**REQUIRED ACTIONS:**
• a. Render this sentence from the thread on China's labor supply into Spanish: "If Chinese farming matched the productivity of US farming, China would need to find something for a quarter of a billion people to do."
• b. Carry the thread on China's labor supply forward from the point at which it stops.

═══ SUPPLIED PASSAGE

China: A Billion Strong but Short on Workers - jseliger
http://online.wsj.com/article/SB10001424127887323798104578455153999658318.html?mod=WSJ_hps_MIDDLENexttoWhatsNewsForth

======
adventured
China does not have a labor shortage, they have a problem with intentionally
backwards government controlled farming.

China has retarded the progress of their farming industry on purpose to
basically give hundreds of millions of workers something to do.

If Chinese farming matched the productivity of US farming, China would need to
find something for a quarter of a billion people to do.

The US has 300 million people, with 2 million legal farm workers (and upwards
of 2 to 3 million illegal).

"In 2010, there were 1,202,500 farmers, ranchers and other agricultural
managers and an estimated 757,900 agricultural workers were legally employed
in the US."

[http://en.wikipedia.org/wiki/Agriculture_in_the_United_State...](http://en.wikipedia.org/wiki/Agriculture_in_the_United_States)

══════
═══ SUPPLIED DATA

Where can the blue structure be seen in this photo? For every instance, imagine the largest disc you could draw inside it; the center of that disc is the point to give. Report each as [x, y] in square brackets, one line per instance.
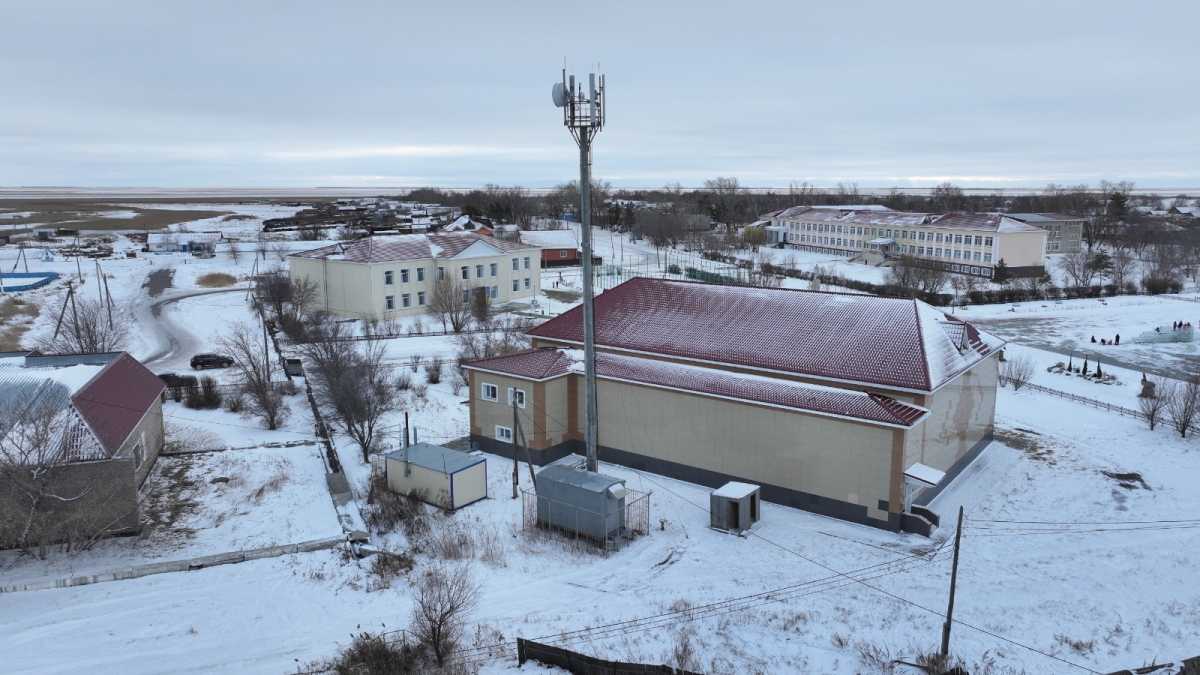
[16, 281]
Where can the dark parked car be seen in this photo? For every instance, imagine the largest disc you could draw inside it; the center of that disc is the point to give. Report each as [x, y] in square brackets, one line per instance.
[201, 362]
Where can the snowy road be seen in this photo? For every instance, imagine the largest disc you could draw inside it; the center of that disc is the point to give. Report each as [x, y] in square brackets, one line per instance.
[173, 342]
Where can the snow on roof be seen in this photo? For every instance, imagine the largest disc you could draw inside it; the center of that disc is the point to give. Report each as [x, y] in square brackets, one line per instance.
[407, 248]
[550, 364]
[846, 338]
[551, 238]
[924, 473]
[436, 458]
[735, 490]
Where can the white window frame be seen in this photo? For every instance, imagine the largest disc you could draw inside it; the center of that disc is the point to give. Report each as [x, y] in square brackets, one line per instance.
[519, 394]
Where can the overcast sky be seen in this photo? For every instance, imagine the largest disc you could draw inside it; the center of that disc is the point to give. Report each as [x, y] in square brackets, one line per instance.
[363, 94]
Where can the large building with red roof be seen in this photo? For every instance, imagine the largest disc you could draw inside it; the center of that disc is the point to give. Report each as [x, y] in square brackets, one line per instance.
[81, 434]
[387, 278]
[839, 404]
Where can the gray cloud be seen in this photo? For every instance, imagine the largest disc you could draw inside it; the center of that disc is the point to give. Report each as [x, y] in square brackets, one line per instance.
[204, 94]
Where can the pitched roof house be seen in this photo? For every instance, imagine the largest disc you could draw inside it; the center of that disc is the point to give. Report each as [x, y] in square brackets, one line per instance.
[823, 399]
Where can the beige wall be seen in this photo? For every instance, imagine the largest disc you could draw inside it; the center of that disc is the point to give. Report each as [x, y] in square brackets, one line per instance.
[359, 290]
[821, 455]
[961, 413]
[150, 434]
[1023, 249]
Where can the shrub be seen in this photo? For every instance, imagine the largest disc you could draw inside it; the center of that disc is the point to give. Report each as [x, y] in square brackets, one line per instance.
[433, 370]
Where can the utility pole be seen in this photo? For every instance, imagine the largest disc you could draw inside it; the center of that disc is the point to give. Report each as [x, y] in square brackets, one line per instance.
[954, 580]
[583, 115]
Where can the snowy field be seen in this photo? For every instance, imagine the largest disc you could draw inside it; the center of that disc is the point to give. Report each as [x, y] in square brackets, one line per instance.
[1075, 553]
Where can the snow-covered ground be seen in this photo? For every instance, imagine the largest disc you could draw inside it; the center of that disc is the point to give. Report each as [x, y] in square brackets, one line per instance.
[1085, 590]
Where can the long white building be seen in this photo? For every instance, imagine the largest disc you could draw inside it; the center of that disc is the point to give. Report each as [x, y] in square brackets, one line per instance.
[391, 276]
[959, 242]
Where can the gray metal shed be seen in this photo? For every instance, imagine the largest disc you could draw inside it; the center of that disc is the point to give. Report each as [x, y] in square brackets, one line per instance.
[445, 477]
[579, 501]
[733, 507]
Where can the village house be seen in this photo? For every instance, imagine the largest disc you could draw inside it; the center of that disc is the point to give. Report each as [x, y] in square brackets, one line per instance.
[105, 430]
[391, 276]
[853, 406]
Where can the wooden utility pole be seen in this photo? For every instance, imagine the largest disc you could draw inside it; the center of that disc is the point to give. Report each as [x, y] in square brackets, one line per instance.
[515, 463]
[954, 580]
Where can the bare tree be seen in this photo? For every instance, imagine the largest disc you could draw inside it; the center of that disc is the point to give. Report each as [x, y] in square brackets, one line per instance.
[85, 327]
[1155, 405]
[41, 501]
[445, 596]
[448, 303]
[353, 382]
[1181, 405]
[251, 357]
[1017, 371]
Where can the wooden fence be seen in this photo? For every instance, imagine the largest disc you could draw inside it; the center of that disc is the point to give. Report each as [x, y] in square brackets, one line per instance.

══════

**ANSWERS TO THE TASKS:**
• a. Si la agricultura china igualara la productividad de la agricultura estadounidense, China tendría que encontrar algo que hacer para un cuarto de mil millones de personas.

• b.
America has a substantial food surplus with less than 2% of its people working
in farming. You could remove the illegal immigrant side of the farming
industry, get it down to 1% of the population, and still meet US food needs
(since we export vast quantities of food). Arguably in the near future these
numbers will come down even further, as farming productivity skyrockets with
robotics.

China has at least 300 million people working in farming.

<http://en.wikipedia.org/wiki/Agriculture_in_China>

That's 23% of their population.

Get that down to even just 5%, and they'd need to find jobs for almost a
quarter of a billion people. The highly inefficient farming system in China is
intentional, and that is the problem with their supposed labor shortage.

Here's a good note on the fact that South Korean farms are 40 times more
productive than Chinese:

[http://www.businessinsider.com/chinese-farmer-
productivity-2...](http://www.businessinsider.com/chinese-farmer-
productivity-2012-8)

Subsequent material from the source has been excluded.